--- Task statement ---
Count the lines in the listing below that contain the string "foam", treating uppercase and lowercase as different, and give only the number.

....

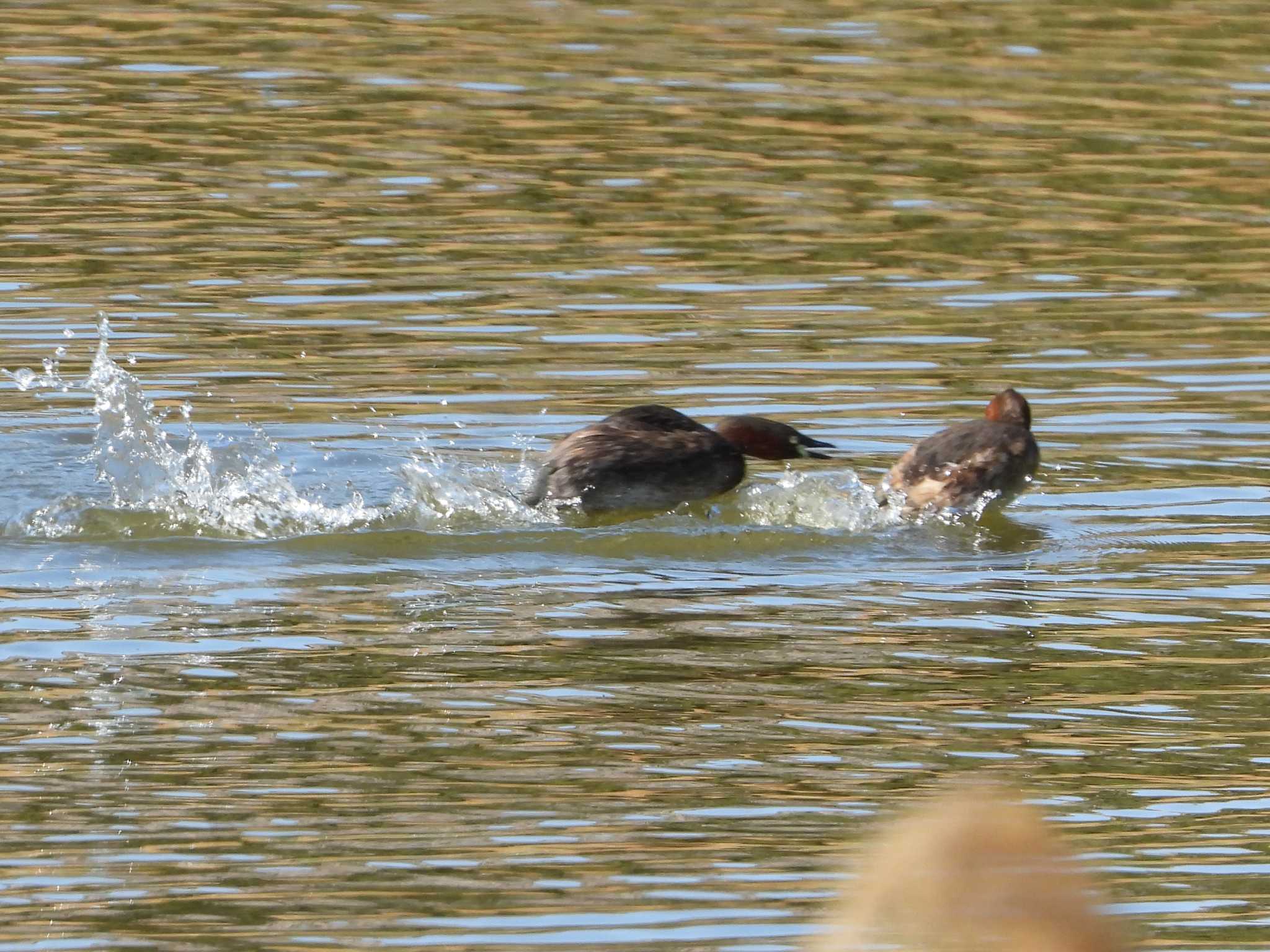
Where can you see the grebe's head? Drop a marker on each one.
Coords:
(1009, 407)
(768, 439)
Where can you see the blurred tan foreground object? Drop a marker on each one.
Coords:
(970, 868)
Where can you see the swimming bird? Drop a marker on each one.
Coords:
(653, 457)
(963, 464)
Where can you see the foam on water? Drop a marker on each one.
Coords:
(161, 484)
(238, 489)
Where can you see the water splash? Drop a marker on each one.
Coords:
(162, 483)
(239, 489)
(443, 493)
(817, 500)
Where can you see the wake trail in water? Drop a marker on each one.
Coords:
(163, 485)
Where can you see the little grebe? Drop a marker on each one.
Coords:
(653, 457)
(961, 465)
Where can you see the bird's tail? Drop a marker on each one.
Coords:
(972, 870)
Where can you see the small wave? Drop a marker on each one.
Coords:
(166, 485)
(815, 500)
(238, 489)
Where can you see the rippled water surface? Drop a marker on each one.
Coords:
(283, 662)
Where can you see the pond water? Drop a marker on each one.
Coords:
(285, 664)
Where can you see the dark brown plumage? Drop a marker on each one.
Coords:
(962, 464)
(653, 457)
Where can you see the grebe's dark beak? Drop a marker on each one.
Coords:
(804, 442)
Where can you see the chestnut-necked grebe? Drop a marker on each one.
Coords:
(653, 457)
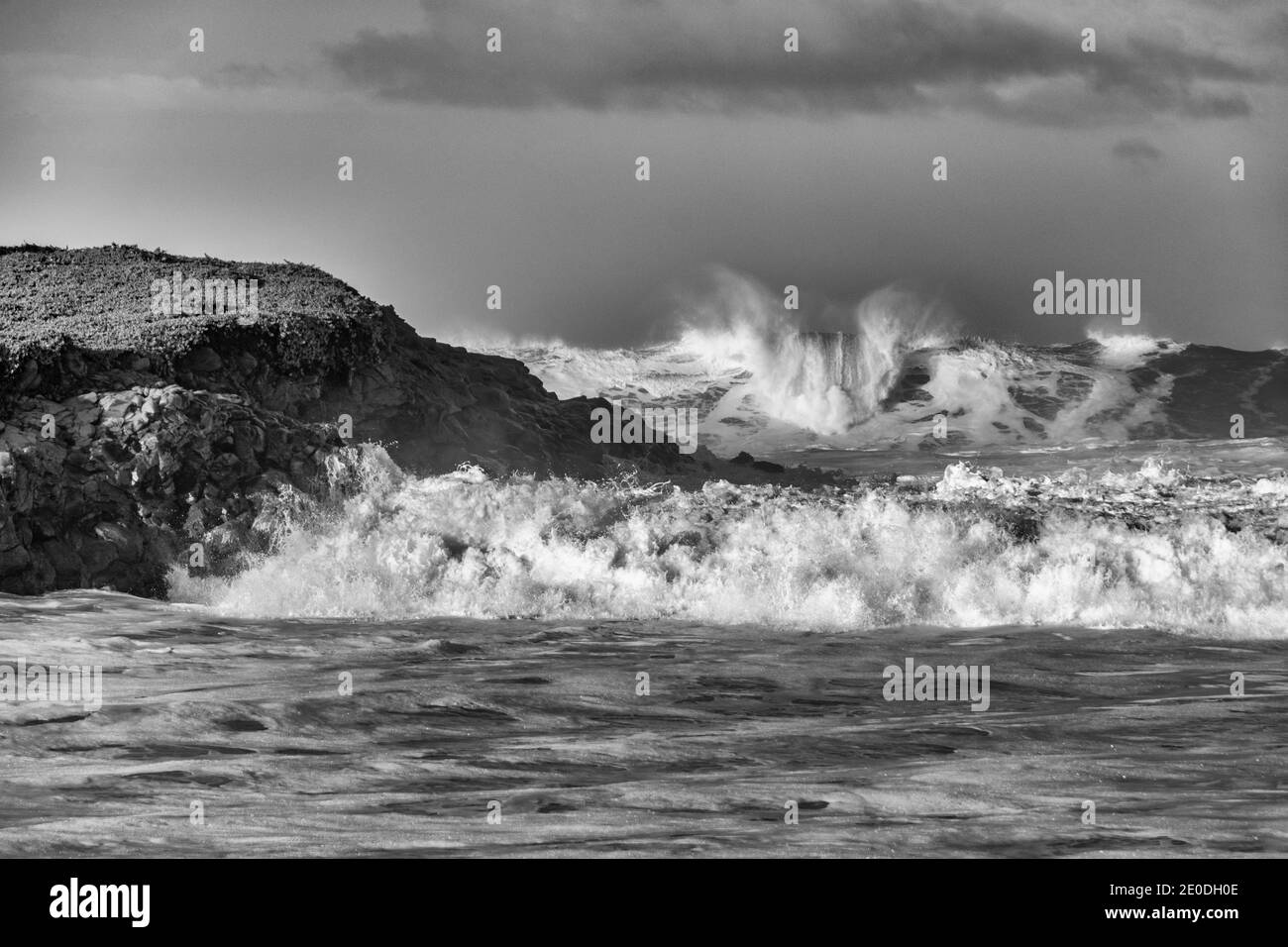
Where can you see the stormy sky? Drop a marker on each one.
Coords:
(811, 167)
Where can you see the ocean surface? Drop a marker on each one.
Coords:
(463, 665)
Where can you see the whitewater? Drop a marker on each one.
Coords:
(639, 667)
(1093, 483)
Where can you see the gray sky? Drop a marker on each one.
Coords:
(811, 167)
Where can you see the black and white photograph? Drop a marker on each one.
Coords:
(687, 429)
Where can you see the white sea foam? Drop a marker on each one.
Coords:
(469, 545)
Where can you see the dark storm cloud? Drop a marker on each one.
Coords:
(872, 56)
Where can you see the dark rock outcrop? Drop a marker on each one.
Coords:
(129, 436)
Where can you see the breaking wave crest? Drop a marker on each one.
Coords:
(467, 545)
(896, 364)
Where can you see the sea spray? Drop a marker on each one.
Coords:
(469, 545)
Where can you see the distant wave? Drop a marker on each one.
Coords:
(463, 544)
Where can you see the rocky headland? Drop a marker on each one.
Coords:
(128, 436)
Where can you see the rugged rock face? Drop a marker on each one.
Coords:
(129, 436)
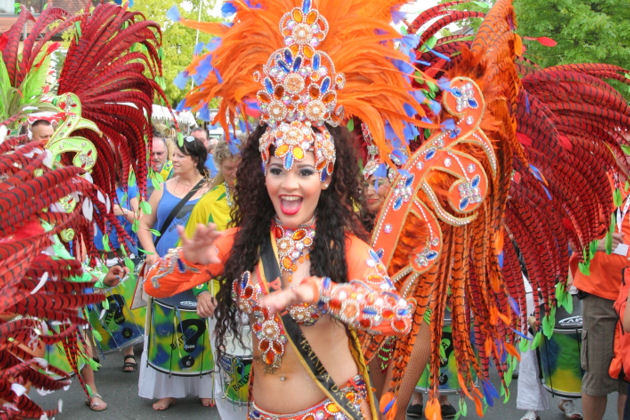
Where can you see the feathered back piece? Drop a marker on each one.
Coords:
(360, 44)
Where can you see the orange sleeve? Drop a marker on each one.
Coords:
(369, 300)
(172, 274)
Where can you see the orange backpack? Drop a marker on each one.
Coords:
(620, 364)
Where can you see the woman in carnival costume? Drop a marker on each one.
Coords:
(295, 263)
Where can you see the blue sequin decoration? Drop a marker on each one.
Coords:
(284, 66)
(268, 86)
(288, 161)
(325, 84)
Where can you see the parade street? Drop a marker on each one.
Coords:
(120, 391)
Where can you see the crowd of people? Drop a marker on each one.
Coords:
(352, 256)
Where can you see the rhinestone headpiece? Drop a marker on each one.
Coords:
(374, 161)
(299, 93)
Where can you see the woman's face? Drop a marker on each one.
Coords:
(228, 168)
(294, 193)
(182, 163)
(375, 196)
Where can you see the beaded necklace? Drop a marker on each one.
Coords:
(293, 245)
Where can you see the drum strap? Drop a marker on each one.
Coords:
(309, 359)
(177, 208)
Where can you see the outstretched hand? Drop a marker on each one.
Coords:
(200, 248)
(305, 292)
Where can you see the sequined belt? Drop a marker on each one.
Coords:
(355, 391)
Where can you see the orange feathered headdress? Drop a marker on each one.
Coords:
(359, 42)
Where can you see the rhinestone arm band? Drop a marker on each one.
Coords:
(363, 307)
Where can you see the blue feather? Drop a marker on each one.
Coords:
(448, 124)
(403, 66)
(198, 48)
(420, 97)
(181, 105)
(444, 83)
(203, 69)
(435, 107)
(409, 110)
(213, 44)
(219, 78)
(440, 55)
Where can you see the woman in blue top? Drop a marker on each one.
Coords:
(188, 171)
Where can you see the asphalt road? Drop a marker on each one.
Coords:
(120, 391)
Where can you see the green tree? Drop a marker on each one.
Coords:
(585, 30)
(178, 41)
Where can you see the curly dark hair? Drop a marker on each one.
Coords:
(253, 212)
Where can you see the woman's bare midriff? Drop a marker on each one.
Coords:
(290, 389)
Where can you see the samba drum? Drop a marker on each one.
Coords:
(559, 356)
(118, 325)
(448, 367)
(178, 340)
(235, 367)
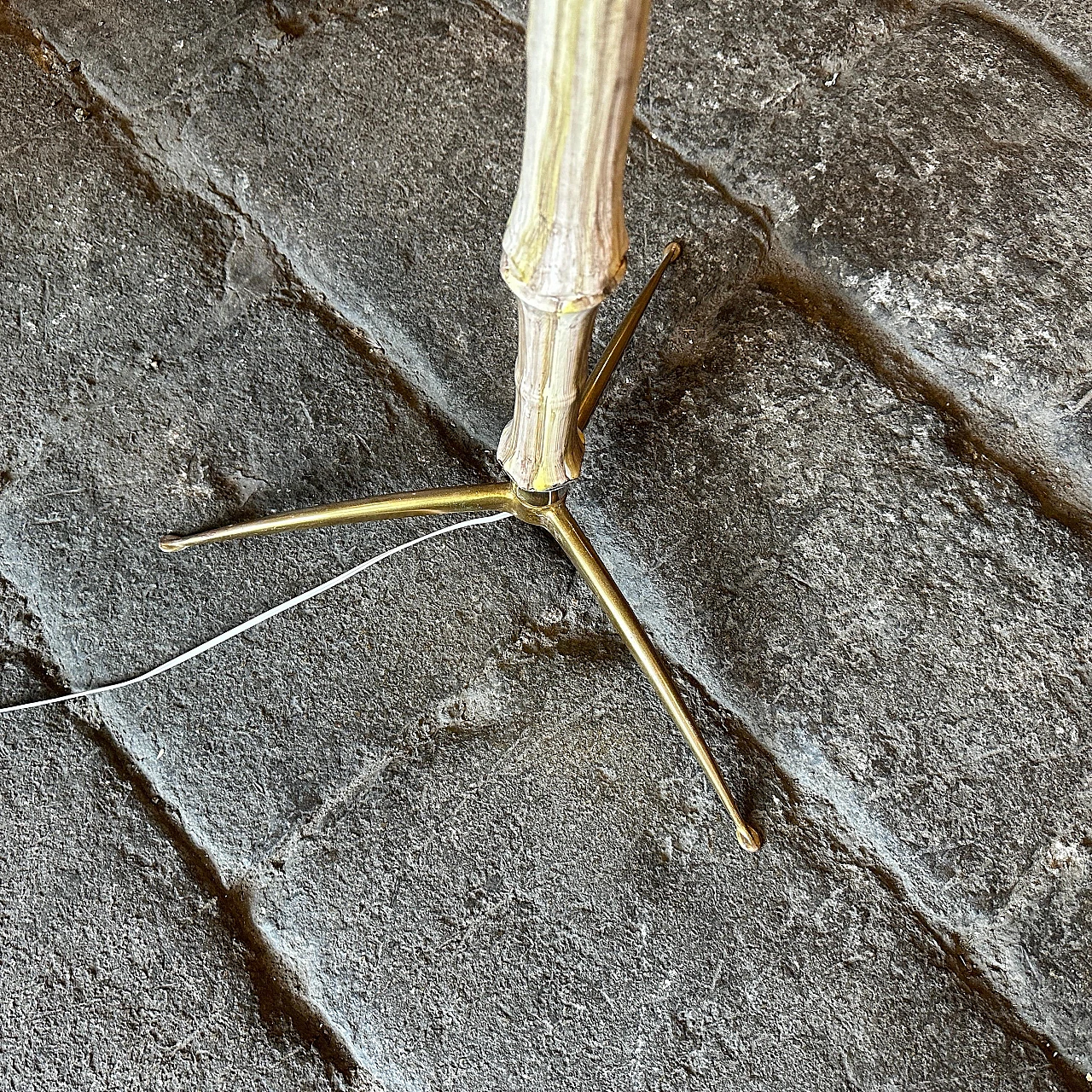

....

--- Problem solution ---
2